-- start EXCERPTED TEXT --
The Chocolate Sablé is the little black dress of biscuits: reliable, grown-up and with just a little hint of naughtiness! They take no time at all to make, but the rewards are bountiful. I use 1/2 teaspoon of sea salt in these biscuits, which might seem like a lot to some people, but salt and chocolate were meant to be together – it highlights the chocolate flavour and enhances the overall taste. Just don’t use table salt; you need a good flaked sea salt, such as fleur de sel. To dress up these cookies even more, I have dipped them in tempered chocolate and sprinkled them with cacao nibs, but this is optional – they are still a wonderful treat without it.

Difficulty:
Yield: 40 Cookies
Working Time: 1 hour
This recipe contains: Gluten, Dairy

Ingredients

For the sablé dough
275g plain flour
40g cocoa powder
3/4 teaspoon bicarbonate of soda
1/2 teaspoon flaked sea salt
200g unsalted butter at room temperature, diced
50g caster sugar
200g light brown sugar
1/2 teaspoon vanilla extract
175g dark chocolate (60–70% cocoa solids), finely chopped

For the coating
250g dark chocolate (60–70% cocoa solids), tempered
cacao nibs, to sprinkle (optional)

Directions

Sift the flour, cocoa powder and bicarbonate of soda into a medium bowl and add the sea salt, then stir together. Set aside.
-- end EXCERPTED TEXT --
-- start MATERIAL PROVIDED --
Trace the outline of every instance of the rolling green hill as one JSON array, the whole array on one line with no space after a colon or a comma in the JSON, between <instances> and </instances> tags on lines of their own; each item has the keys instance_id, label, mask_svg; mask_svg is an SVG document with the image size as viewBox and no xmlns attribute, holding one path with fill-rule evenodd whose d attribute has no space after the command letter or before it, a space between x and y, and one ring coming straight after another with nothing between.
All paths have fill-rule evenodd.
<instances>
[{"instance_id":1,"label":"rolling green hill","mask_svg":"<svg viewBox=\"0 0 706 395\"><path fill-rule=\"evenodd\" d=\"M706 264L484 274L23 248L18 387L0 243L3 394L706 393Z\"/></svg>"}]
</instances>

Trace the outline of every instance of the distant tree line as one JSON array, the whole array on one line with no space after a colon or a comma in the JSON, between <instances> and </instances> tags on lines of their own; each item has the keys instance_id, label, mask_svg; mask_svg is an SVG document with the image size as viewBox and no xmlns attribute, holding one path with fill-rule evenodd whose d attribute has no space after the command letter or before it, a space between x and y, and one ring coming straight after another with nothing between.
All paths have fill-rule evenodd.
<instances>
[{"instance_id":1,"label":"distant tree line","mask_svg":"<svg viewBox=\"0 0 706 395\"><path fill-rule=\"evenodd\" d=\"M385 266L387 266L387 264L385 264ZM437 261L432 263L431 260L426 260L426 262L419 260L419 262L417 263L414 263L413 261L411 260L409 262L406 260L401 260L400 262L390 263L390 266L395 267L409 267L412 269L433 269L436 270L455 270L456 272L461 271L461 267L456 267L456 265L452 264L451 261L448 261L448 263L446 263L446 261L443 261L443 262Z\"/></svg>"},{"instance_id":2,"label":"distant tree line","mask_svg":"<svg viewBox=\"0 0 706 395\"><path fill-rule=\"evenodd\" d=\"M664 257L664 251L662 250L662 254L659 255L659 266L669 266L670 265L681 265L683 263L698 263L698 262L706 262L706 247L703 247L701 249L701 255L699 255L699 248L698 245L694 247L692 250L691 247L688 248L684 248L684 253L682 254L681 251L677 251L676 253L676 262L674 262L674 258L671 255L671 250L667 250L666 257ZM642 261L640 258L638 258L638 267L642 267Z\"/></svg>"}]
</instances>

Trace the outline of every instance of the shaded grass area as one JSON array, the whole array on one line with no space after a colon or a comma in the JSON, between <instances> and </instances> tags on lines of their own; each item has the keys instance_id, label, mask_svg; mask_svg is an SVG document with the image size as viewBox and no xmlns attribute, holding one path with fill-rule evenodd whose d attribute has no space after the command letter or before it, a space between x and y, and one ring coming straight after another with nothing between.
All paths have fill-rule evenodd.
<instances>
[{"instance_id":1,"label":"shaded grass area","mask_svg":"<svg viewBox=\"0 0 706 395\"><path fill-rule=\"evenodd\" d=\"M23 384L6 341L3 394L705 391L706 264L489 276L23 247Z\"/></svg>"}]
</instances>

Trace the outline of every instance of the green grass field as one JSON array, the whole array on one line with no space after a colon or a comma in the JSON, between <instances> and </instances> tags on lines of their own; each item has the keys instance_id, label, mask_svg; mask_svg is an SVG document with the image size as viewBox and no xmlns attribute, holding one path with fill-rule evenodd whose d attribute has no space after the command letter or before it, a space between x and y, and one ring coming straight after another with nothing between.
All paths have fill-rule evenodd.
-- end MATERIAL PROVIDED --
PROBLEM TO WORK ON - Copy the sablé recipe from "The Chocolate Sablé" up to and including "treat without it.". The rows stand apart from the sablé recipe as separate material.

RESULT OF THIS TASK -
The Chocolate Sablé is the little black dress of biscuits: reliable, grown-up and with just a little hint of naughtiness! They take no time at all to make, but the rewards are bountiful. I use 1/2 teaspoon of sea salt in these biscuits, which might seem like a lot to some people, but salt and chocolate were meant to be together – it highlights the chocolate flavour and enhances the overall taste. Just don’t use table salt; you need a good flaked sea salt, such as fleur de sel. To dress up these cookies even more, I have dipped them in tempered chocolate and sprinkled them with cacao nibs, but this is optional – they are still a wonderful treat without it.